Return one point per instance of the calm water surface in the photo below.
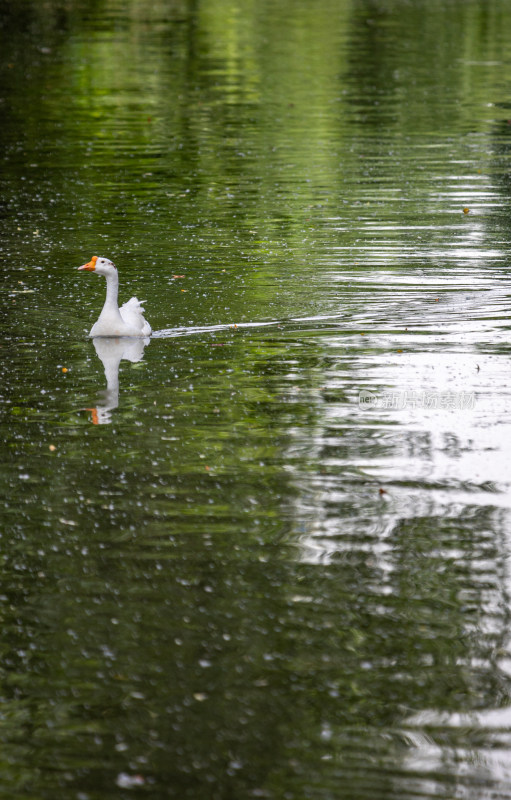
(267, 553)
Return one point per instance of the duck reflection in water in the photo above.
(111, 351)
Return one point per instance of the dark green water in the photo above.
(268, 554)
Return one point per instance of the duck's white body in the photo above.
(128, 320)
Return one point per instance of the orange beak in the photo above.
(91, 265)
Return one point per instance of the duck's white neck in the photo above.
(112, 292)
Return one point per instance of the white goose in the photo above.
(128, 320)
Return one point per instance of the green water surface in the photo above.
(265, 554)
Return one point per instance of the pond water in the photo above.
(267, 552)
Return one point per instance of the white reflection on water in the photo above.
(111, 351)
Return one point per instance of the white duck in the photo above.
(128, 320)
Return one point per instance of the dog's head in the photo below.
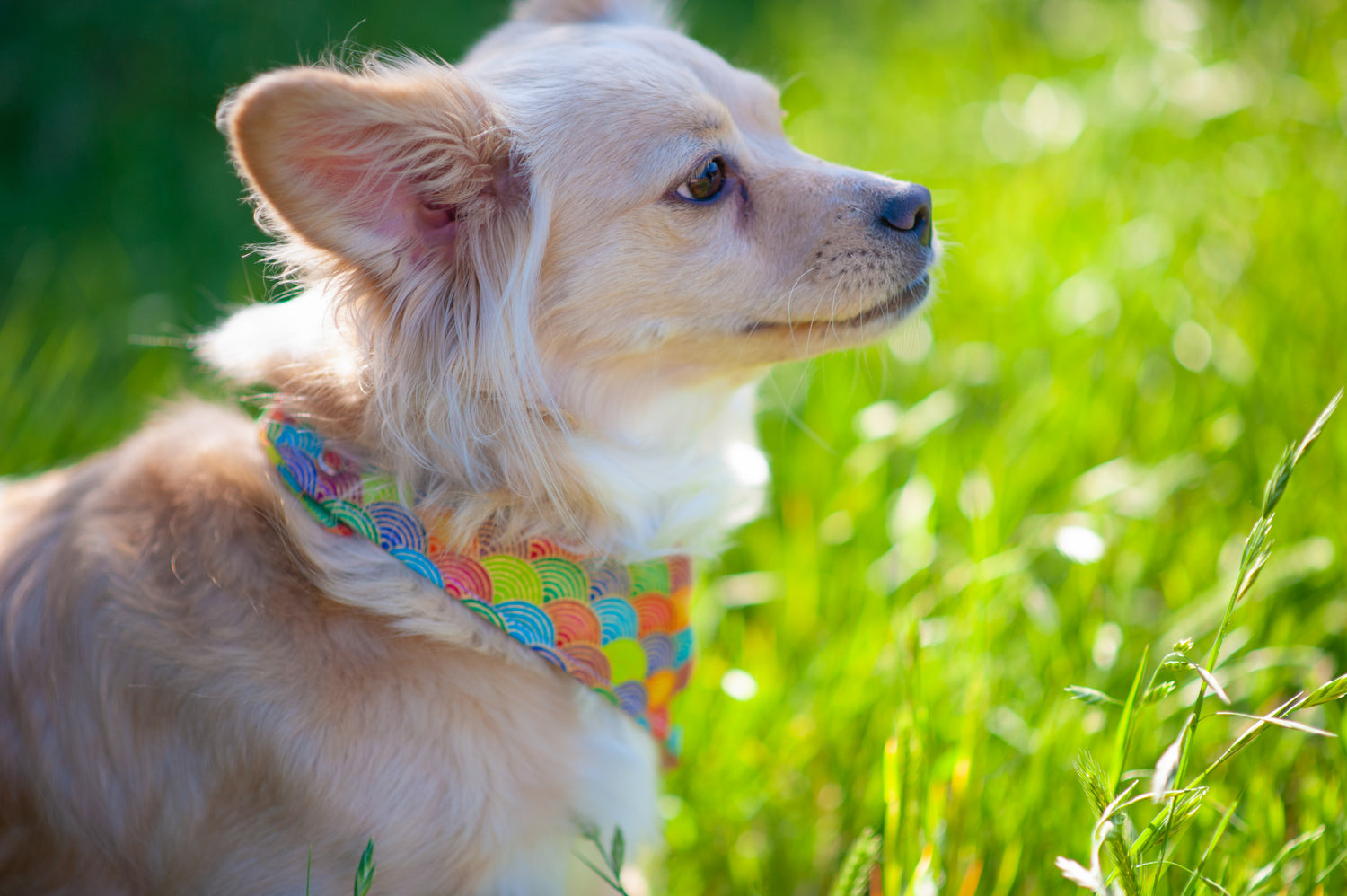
(592, 212)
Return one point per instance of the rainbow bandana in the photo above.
(619, 628)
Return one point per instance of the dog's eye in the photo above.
(706, 185)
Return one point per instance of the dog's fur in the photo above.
(501, 298)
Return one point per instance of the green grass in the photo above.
(1140, 306)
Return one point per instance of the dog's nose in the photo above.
(908, 210)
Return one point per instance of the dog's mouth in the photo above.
(894, 306)
(891, 307)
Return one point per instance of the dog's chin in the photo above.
(894, 307)
(885, 312)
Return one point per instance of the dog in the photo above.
(436, 596)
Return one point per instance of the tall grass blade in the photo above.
(365, 871)
(1122, 742)
(854, 876)
(1211, 845)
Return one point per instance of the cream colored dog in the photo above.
(538, 290)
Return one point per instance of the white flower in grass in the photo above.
(1088, 877)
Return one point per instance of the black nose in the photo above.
(908, 210)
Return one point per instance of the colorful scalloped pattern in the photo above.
(619, 628)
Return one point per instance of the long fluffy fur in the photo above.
(498, 295)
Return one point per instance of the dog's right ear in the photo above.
(578, 11)
(385, 171)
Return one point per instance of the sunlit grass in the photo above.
(1043, 478)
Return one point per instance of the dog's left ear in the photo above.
(392, 167)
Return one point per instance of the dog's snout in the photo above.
(908, 210)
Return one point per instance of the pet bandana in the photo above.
(619, 628)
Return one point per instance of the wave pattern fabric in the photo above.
(619, 628)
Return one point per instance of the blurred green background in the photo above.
(1141, 303)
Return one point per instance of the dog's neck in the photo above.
(644, 470)
(620, 629)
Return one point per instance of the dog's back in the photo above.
(188, 712)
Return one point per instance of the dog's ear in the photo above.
(579, 11)
(391, 167)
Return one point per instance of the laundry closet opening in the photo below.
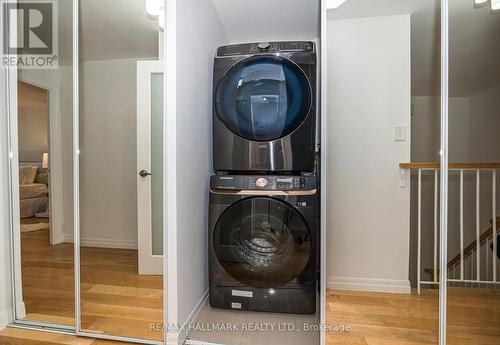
(248, 178)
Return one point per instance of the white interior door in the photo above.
(150, 166)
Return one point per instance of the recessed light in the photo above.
(330, 4)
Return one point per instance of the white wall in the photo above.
(194, 31)
(5, 276)
(368, 96)
(108, 193)
(485, 125)
(268, 20)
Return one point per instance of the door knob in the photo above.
(144, 173)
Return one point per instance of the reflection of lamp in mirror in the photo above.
(153, 7)
(45, 161)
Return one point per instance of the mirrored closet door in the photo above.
(474, 141)
(40, 119)
(120, 170)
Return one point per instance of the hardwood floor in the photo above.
(373, 318)
(115, 299)
(388, 319)
(14, 336)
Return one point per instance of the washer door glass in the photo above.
(262, 242)
(263, 98)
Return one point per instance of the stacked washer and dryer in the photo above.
(264, 197)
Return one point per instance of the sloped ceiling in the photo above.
(474, 37)
(266, 20)
(109, 29)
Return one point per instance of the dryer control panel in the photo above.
(261, 182)
(266, 47)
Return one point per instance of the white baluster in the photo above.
(461, 224)
(478, 223)
(436, 172)
(419, 226)
(494, 224)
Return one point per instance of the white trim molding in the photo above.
(369, 284)
(5, 318)
(181, 336)
(102, 242)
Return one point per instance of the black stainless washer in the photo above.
(263, 243)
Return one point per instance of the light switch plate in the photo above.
(400, 133)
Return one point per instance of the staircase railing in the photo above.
(480, 271)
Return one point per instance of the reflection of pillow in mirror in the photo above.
(42, 178)
(27, 174)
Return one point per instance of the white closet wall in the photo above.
(368, 97)
(194, 31)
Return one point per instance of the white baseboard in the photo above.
(20, 310)
(5, 318)
(369, 284)
(102, 242)
(180, 337)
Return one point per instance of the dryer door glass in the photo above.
(263, 242)
(263, 98)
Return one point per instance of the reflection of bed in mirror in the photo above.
(33, 189)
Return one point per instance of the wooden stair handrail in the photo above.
(437, 165)
(470, 248)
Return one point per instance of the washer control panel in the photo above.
(266, 47)
(256, 182)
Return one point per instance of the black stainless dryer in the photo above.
(263, 243)
(264, 112)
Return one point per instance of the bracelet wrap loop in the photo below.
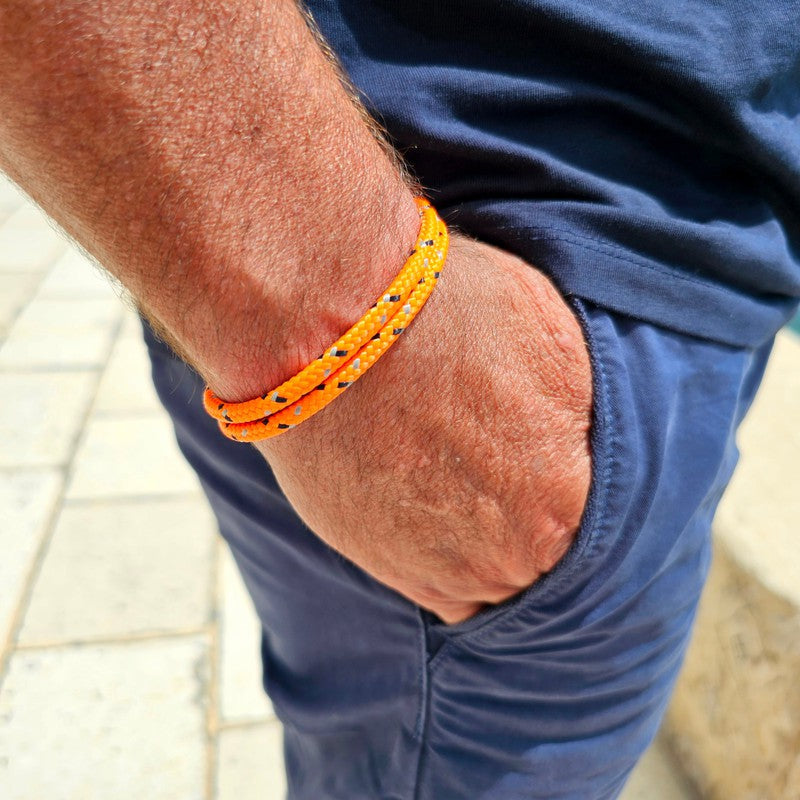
(350, 356)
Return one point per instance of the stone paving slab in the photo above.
(27, 500)
(116, 721)
(41, 416)
(126, 385)
(28, 242)
(121, 569)
(61, 334)
(250, 765)
(16, 289)
(76, 276)
(130, 455)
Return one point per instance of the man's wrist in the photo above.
(315, 304)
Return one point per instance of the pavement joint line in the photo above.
(9, 646)
(246, 724)
(53, 369)
(128, 413)
(122, 639)
(114, 499)
(212, 692)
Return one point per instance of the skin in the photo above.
(212, 157)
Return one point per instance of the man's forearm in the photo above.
(210, 158)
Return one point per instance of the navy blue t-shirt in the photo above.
(646, 155)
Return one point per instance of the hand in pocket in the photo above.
(456, 471)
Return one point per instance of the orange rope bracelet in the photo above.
(351, 355)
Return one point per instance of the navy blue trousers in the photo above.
(553, 694)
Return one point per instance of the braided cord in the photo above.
(396, 296)
(258, 419)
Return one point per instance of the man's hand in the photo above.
(455, 471)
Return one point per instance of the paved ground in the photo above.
(128, 647)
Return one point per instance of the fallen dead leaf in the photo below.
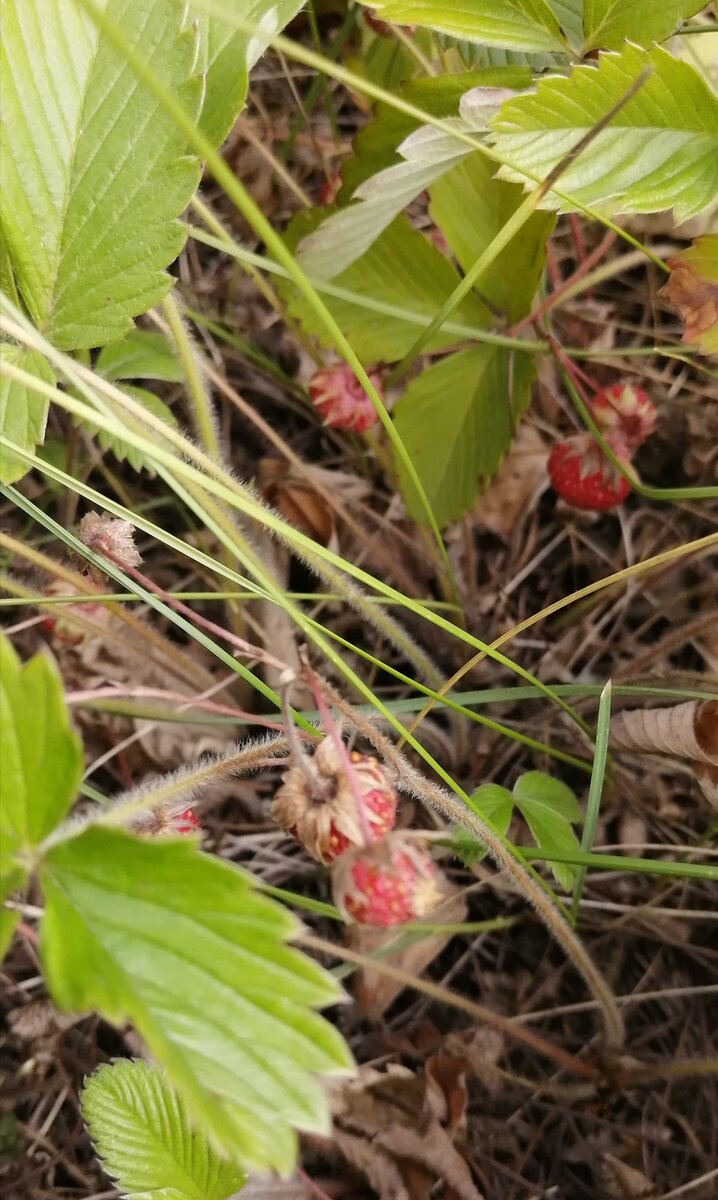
(521, 473)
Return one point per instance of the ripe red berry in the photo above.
(317, 803)
(386, 885)
(340, 399)
(626, 412)
(584, 477)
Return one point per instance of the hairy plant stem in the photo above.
(486, 1015)
(519, 871)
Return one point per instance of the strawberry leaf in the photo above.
(178, 942)
(550, 809)
(142, 1132)
(659, 150)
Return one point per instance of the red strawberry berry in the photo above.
(317, 803)
(340, 399)
(386, 885)
(624, 411)
(584, 477)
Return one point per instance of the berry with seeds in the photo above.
(386, 885)
(340, 399)
(626, 412)
(584, 477)
(317, 803)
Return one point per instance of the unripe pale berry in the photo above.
(626, 412)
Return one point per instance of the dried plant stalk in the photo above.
(684, 731)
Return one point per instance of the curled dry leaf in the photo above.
(693, 292)
(622, 1182)
(399, 1129)
(684, 731)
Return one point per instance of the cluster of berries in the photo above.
(580, 472)
(378, 877)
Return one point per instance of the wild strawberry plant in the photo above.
(416, 287)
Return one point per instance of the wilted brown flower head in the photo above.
(111, 538)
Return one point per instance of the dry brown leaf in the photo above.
(520, 474)
(622, 1182)
(693, 292)
(374, 990)
(686, 731)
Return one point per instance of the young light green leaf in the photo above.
(95, 172)
(139, 355)
(228, 55)
(142, 1132)
(179, 943)
(40, 751)
(471, 207)
(514, 24)
(456, 420)
(123, 451)
(608, 24)
(660, 150)
(549, 809)
(345, 235)
(23, 412)
(401, 270)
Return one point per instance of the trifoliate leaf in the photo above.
(40, 753)
(659, 151)
(95, 172)
(142, 1132)
(693, 292)
(228, 55)
(456, 420)
(514, 24)
(139, 355)
(394, 291)
(23, 412)
(180, 945)
(549, 809)
(471, 207)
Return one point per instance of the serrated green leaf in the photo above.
(40, 751)
(376, 144)
(659, 151)
(228, 55)
(608, 24)
(121, 449)
(139, 355)
(95, 172)
(471, 208)
(23, 412)
(514, 24)
(549, 808)
(404, 269)
(537, 786)
(179, 943)
(456, 421)
(142, 1132)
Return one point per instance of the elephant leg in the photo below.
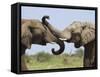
(23, 63)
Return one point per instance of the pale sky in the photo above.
(60, 19)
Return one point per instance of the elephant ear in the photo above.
(88, 34)
(26, 35)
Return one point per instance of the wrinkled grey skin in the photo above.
(81, 34)
(35, 32)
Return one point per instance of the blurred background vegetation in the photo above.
(43, 60)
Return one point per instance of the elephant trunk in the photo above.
(62, 47)
(53, 30)
(56, 33)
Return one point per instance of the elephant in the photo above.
(34, 31)
(81, 34)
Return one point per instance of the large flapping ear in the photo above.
(65, 34)
(26, 35)
(88, 34)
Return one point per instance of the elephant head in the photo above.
(80, 33)
(35, 32)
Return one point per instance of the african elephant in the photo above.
(81, 34)
(35, 32)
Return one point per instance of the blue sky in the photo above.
(60, 19)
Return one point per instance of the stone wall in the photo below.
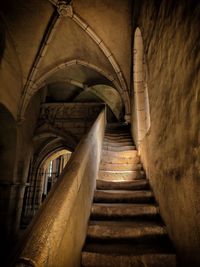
(171, 150)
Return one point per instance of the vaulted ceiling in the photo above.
(78, 52)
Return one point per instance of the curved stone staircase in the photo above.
(125, 228)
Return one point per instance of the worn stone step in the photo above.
(117, 126)
(118, 136)
(137, 231)
(118, 160)
(123, 196)
(141, 184)
(120, 166)
(128, 153)
(123, 211)
(129, 254)
(118, 139)
(118, 144)
(121, 175)
(120, 148)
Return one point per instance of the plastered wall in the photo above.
(171, 150)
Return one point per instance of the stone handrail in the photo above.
(57, 233)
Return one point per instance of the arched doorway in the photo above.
(42, 177)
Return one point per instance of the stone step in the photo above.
(123, 211)
(121, 175)
(118, 139)
(118, 160)
(137, 231)
(121, 148)
(117, 126)
(141, 184)
(123, 196)
(119, 154)
(117, 135)
(120, 166)
(119, 254)
(94, 259)
(118, 144)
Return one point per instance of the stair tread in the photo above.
(128, 247)
(125, 228)
(125, 192)
(122, 185)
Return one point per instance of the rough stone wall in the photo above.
(171, 151)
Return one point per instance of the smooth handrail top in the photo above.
(45, 233)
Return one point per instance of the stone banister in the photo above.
(57, 233)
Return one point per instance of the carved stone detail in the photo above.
(64, 9)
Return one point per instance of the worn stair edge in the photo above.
(110, 196)
(140, 184)
(140, 230)
(91, 259)
(120, 166)
(115, 210)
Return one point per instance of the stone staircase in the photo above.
(125, 228)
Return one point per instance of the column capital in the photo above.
(64, 9)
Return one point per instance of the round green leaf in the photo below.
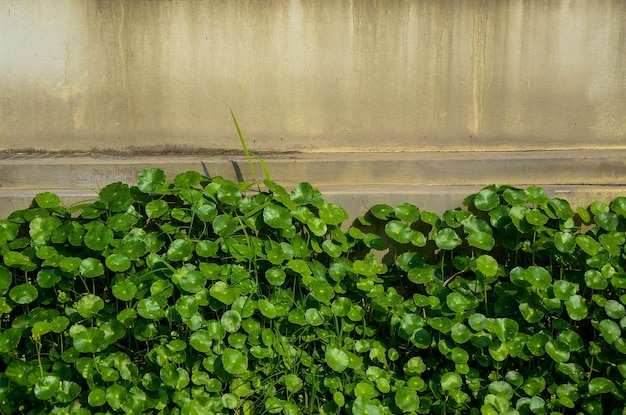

----

WHAT YOU WILL DO: Please copy the data above word for word, but only from the line that contains "Return one point per instance of the stone banister" through the final line, both included, and without the pictures.

WRITTEN REPLY:
Return one point per instance of the stone banister in the photo above.
(57, 233)
Return one point per instance of the carved stone detail in the photo above.
(64, 9)
Return one point per instance of the worn stair edge in the photo above.
(110, 196)
(140, 184)
(140, 230)
(91, 259)
(120, 166)
(115, 210)
Return one point per instance of the stone staircase in the photo above.
(125, 228)
Return one point per instance of the column capital in the photo above.
(64, 9)
Return one point per instance of the round green leaf in the photo below.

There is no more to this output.